At eight o'clock I was in bed again, and shortly afterwards the people of the house came home for a moment. Filomena looked splendid, and was very talkative. "Lei é ingrassato," she called in through the door. It is her great pleasure that the hollows in my cheeks are gradually disappearing. She was now ascribing a special efficacy in this direction to Moccoli Eve.

At half-past ten in the morning, there is a curious spectacle in the street here. At that time Domenico comes and the lottery begins. Lotteries are forbidden in Rome, but Domenico earns his ten lire a day by them. He goes about this and the neighbouring streets bawling and shouting until he has disposed of his ninety tickets.

Girls and women lean out through the windows and call out the numbers they wish to have--in this respect they are boundlessly credulous. They do not believe in the Pope; but they believe that there are numbers which they must become possessed of that day, even at the highest price, which is two soldi. The soldi are thrown out through the window, and each one remembers her own number. Then Domenico goes through all the numbers in a loud voice, that there may be no cheating. A child draws a number out of the bag, and Domenico shouts: "Listen, all Purificazione, No. 34 has won, listen, Purificazione, 34 ... 34." The disappointed faces disappear into the houses. All those who have had 33, 35 and 36 rail against unjust Fate, in strong terms.

At the first rattle of the lottery bag, Filomena rushes in here, opens the window, and calls for a certain number. If anyone else wants it, she must manage to find two soldi in her pocket. If I fling a few soldi from my bed towards the window, this facilitates the search. However, we never win. Filomena declares that I have indescribable ill-luck in gambling, and suggests a reason.

Provided material:
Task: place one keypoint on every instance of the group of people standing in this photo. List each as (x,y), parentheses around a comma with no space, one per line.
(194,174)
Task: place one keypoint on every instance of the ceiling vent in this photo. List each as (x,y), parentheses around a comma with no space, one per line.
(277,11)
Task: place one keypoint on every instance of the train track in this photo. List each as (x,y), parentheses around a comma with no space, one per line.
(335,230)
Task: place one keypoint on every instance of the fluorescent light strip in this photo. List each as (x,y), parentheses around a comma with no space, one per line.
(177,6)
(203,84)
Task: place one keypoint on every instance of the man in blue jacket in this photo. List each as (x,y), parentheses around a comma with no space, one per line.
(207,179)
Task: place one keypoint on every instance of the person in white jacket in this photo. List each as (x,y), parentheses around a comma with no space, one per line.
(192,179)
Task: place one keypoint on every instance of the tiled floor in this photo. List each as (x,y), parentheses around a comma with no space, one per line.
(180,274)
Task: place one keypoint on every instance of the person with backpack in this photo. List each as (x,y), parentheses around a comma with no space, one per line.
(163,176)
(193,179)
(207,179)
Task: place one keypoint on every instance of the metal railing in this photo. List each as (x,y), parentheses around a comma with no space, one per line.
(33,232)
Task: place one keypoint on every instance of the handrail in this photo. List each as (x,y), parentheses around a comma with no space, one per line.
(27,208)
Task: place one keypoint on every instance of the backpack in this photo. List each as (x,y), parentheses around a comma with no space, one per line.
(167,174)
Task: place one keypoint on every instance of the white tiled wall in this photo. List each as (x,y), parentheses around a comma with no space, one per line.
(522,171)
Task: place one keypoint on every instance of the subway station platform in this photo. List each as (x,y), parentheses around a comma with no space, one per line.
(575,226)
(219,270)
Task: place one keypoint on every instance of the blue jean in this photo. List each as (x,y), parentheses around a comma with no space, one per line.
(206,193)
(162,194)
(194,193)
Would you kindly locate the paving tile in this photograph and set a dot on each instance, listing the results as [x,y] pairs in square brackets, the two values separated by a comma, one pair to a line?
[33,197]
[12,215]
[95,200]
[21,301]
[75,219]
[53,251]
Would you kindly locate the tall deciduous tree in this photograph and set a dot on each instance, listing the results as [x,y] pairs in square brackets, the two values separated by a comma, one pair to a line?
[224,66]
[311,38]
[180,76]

Written exercise: How many tickets does Domenico have to sell in the passage about the street lottery before he stops going through the streets?

The output: Ninety tickets.